◆ Goal of the exercise
Find each line in the rows below that contains the word "hoodie", and copy those lines.

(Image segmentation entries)
..........

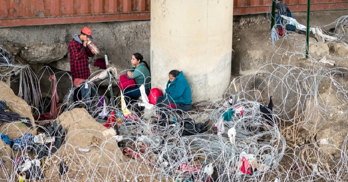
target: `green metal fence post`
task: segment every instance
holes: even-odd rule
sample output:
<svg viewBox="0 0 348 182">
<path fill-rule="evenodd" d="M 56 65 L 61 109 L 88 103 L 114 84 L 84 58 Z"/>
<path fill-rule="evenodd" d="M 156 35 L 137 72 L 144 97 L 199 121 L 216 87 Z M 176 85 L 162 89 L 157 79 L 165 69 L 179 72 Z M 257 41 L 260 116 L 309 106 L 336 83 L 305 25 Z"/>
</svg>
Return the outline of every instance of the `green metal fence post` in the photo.
<svg viewBox="0 0 348 182">
<path fill-rule="evenodd" d="M 273 27 L 275 22 L 276 19 L 276 0 L 273 0 L 272 1 L 272 22 L 271 23 L 271 29 Z"/>
<path fill-rule="evenodd" d="M 105 63 L 106 65 L 106 68 L 109 68 L 109 61 L 108 60 L 108 54 L 105 54 Z M 110 85 L 110 86 L 109 87 L 109 89 L 110 89 L 110 96 L 111 97 L 111 103 L 112 103 L 112 107 L 113 108 L 115 108 L 115 99 L 113 98 L 113 91 L 112 90 L 112 84 L 111 84 L 111 80 L 110 79 L 110 73 L 108 72 L 108 79 L 109 80 L 109 85 Z M 116 112 L 114 112 L 114 113 L 116 113 Z M 119 135 L 120 133 L 118 132 L 118 124 L 117 123 L 117 121 L 116 122 L 116 133 L 117 134 L 117 135 Z"/>
<path fill-rule="evenodd" d="M 306 42 L 307 48 L 306 50 L 306 59 L 308 59 L 309 55 L 309 22 L 310 19 L 310 0 L 307 0 L 307 29 L 306 34 Z"/>
</svg>

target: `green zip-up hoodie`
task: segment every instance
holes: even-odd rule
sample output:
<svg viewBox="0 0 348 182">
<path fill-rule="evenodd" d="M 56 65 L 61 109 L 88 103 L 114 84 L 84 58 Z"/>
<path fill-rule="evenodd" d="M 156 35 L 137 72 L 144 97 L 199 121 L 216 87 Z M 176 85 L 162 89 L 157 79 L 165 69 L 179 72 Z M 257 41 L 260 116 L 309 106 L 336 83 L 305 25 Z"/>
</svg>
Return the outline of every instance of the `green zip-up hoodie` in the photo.
<svg viewBox="0 0 348 182">
<path fill-rule="evenodd" d="M 129 71 L 133 72 L 133 77 L 131 78 L 127 75 L 127 78 L 134 79 L 138 87 L 140 87 L 142 84 L 145 84 L 145 89 L 150 88 L 149 83 L 151 80 L 150 72 L 146 67 L 145 63 L 142 62 L 140 62 L 138 66 L 135 68 L 132 67 Z M 126 71 L 125 75 L 127 74 L 127 72 Z"/>
<path fill-rule="evenodd" d="M 191 100 L 191 88 L 190 87 L 190 85 L 186 79 L 184 77 L 182 71 L 180 72 L 171 83 L 170 80 L 168 80 L 163 99 L 165 99 L 167 98 L 169 99 L 172 99 L 176 103 L 181 103 L 184 104 L 192 104 L 192 100 Z"/>
</svg>

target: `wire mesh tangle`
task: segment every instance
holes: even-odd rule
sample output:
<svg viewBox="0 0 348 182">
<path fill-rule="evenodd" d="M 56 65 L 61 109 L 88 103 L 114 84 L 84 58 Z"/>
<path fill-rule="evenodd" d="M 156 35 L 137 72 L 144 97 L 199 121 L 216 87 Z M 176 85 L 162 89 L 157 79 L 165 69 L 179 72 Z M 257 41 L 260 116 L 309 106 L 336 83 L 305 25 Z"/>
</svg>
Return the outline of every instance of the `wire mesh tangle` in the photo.
<svg viewBox="0 0 348 182">
<path fill-rule="evenodd" d="M 331 25 L 341 27 L 347 19 L 341 17 Z M 339 37 L 345 36 L 340 33 Z M 292 57 L 305 55 L 301 49 L 304 40 L 295 41 L 295 50 L 288 48 L 287 41 L 297 37 L 286 32 L 275 48 L 275 55 L 287 54 L 288 60 L 282 58 L 276 63 L 272 59 L 256 71 L 236 78 L 221 96 L 196 103 L 187 112 L 164 111 L 156 106 L 139 111 L 139 104 L 143 102 L 137 101 L 128 109 L 137 114 L 126 118 L 121 96 L 115 95 L 115 106 L 110 102 L 105 104 L 109 112 L 103 117 L 99 114 L 104 107 L 95 106 L 100 97 L 71 101 L 71 77 L 61 73 L 56 84 L 66 85 L 63 80 L 69 80 L 68 85 L 72 88 L 60 106 L 64 112 L 56 120 L 44 124 L 35 121 L 27 127 L 21 125 L 19 120 L 0 127 L 1 133 L 10 138 L 30 133 L 37 141 L 41 139 L 39 133 L 44 133 L 49 137 L 42 140 L 54 138 L 54 142 L 38 147 L 31 143 L 35 141 L 25 140 L 15 150 L 15 144 L 5 143 L 2 136 L 0 179 L 20 180 L 20 172 L 27 167 L 31 170 L 27 171 L 26 180 L 39 181 L 347 181 L 348 79 L 344 75 L 348 68 L 326 66 L 312 57 L 306 61 L 309 68 L 292 65 Z M 342 38 L 338 41 L 346 44 Z M 337 62 L 346 60 L 327 55 Z M 18 96 L 32 113 L 45 112 L 47 106 L 43 98 L 47 95 L 42 95 L 39 84 L 44 73 L 38 76 L 27 65 L 3 63 L 0 67 L 2 80 L 17 76 L 17 80 L 11 77 L 11 83 L 19 82 Z M 117 87 L 117 78 L 124 72 L 117 71 L 110 82 L 93 83 L 100 96 L 108 95 L 109 86 Z M 48 67 L 41 71 L 58 75 Z M 242 113 L 228 104 L 231 96 L 237 95 Z M 267 106 L 271 96 L 271 112 Z M 19 104 L 14 99 L 6 101 L 14 111 L 24 114 L 16 109 Z M 262 107 L 271 118 L 267 119 Z M 122 122 L 106 129 L 103 125 L 111 111 Z M 234 113 L 226 119 L 231 112 Z M 161 112 L 167 115 L 166 125 L 159 124 L 153 117 Z M 185 122 L 192 120 L 195 125 L 204 123 L 206 131 L 184 134 Z M 116 136 L 118 125 L 119 135 Z M 332 135 L 324 135 L 328 133 Z"/>
</svg>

..........

◆ Written answer
target: `green zip-up hoodie`
Return the outline of every instance of the `green zip-up hoodie` in the photo.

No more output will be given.